TRABAJO SOLICITADO »
1. Responda brevemente a lo siguiente sobre el fragmento acerca de la destrucción mutua asegurada:
(a) ¿Qué secretario de Defensa de Estados Unidos asumió esta estrategia?
(b) ¿Qué estratega formal colaboró con él?
(c) ¿Qué quiere decir en inglés la sigla MAD?
2. Prosiga el fragmento sobre la destrucción mutua asegurada a partir de su última oración.

La destrucción mutua asegurada es la estrategia (o antiestrategia, según sus críticos) asumida por el secretario de Defensa de Estados Unidos bajo las Administraciones demócratas de los años setenta, Robert McNamara. En la formulación definitiva que adopta a partir de 1963, cuando la crisis sucesivas de Berlín (1961) y la de los misiles de Cuba (1962) dejaron abierto el camino para la distensión en condiciones de clara inferioridad soviética, la MAD refleja de manera precisa los principios elaborados durante la segunda mitad de los cincuenta por los llamados estrategas formales, civiles todos ellos, y en especial por Thomas Schelling, que colaboró con McNamara.

La MAD (que en inglés quiere decir loco o loca) implica dos hipótesis precisas: que una guerra nuclear no puede ser ganada, dada la destrucción que inevitablemente genera, y que el equilibrio del terror -la capacidad de aniquilación recíproca de los arsenales enfrentados- no es estático ni automático, sino que debe ser conservado y controlado en niveles adecuados a través de la negociación.

DATOS MOSTRADOS »
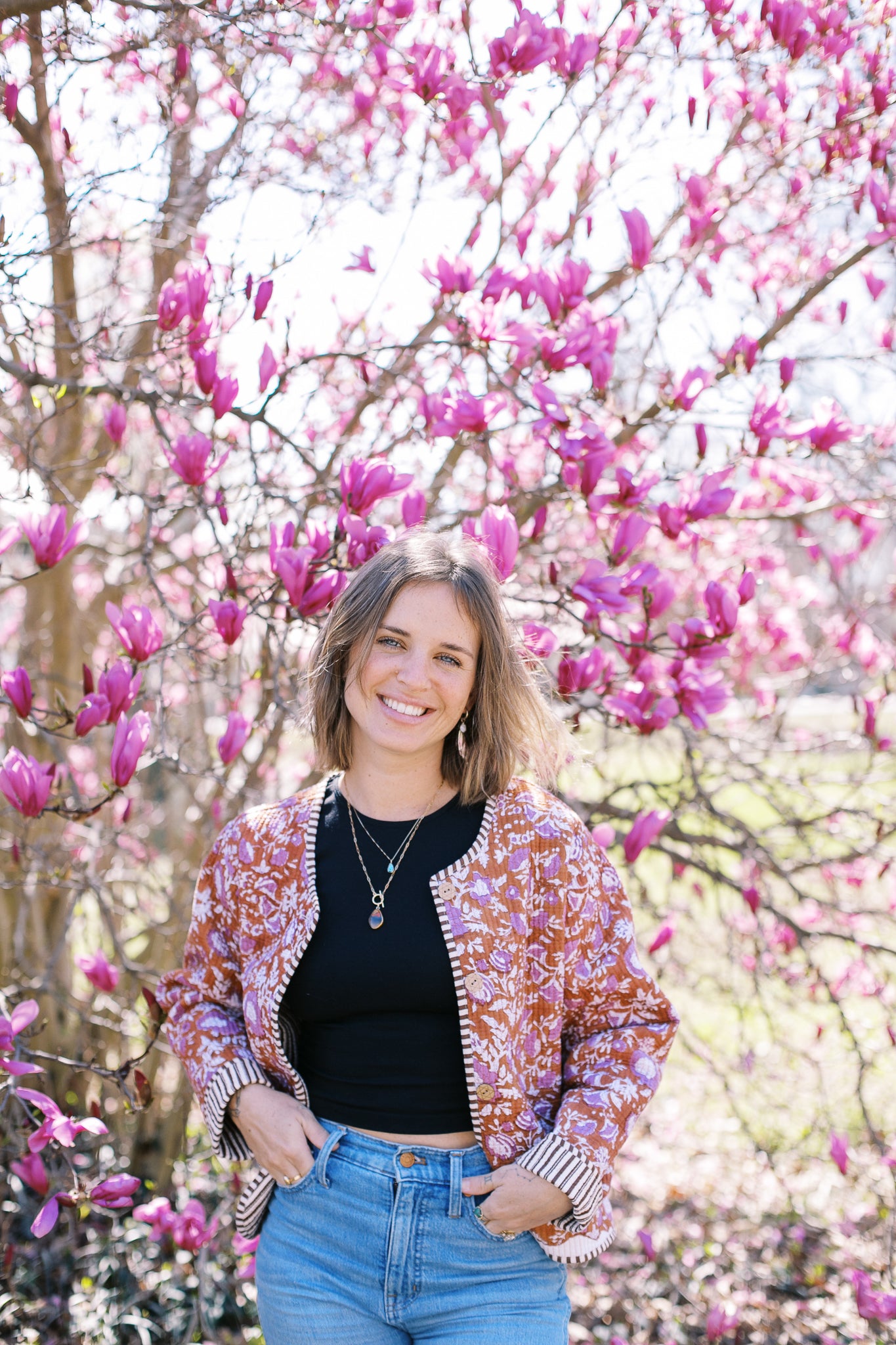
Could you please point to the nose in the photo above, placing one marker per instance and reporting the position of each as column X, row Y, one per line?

RESPUESTAS »
1.
(a) Robert McNamara.
(b) Thomas Schelling.
(c) Loco o loca.

2.
Como estrategia militar, la MAD propone, en su sentido más estricto, el mantenimiento de una fuerza de respuesta (segundo disparo) orientada contra ciudades, y por tanto no excesivamente precisa ni mayor de la necesaria para disuadir al adversario potencial de cualquier plan de primer ataque (o disparo). Según las convenciones estratégicas dominantes, ese primer disparo sería orientado contra fuerzas, es decir contra objetivos militares, y ante todo contra la fuerza de respuesta enemiga. Como estrategia política, la MAD tiende a quitar importancia a su contenido militar, a la capacidad destructiva de las armas en que se apoya y, a la amenaza para las poblaciones civiles que representa, porque en definitiva nunca serán utilizadas, según la doctrina.

No hay alternativa

En realidad, la evolución fundamental que esta versión estricta de la destrucción mutua asegurada representa con respecto a la respuesta masiva formulada por John Foster Dulles, bajo Dwight Eisenhower, a comienzos de los años cincuenta, consiste en que la primera renuncia explícitamente al objetivo de victoria y plantea la negociación permanente como consecuencia inevitable.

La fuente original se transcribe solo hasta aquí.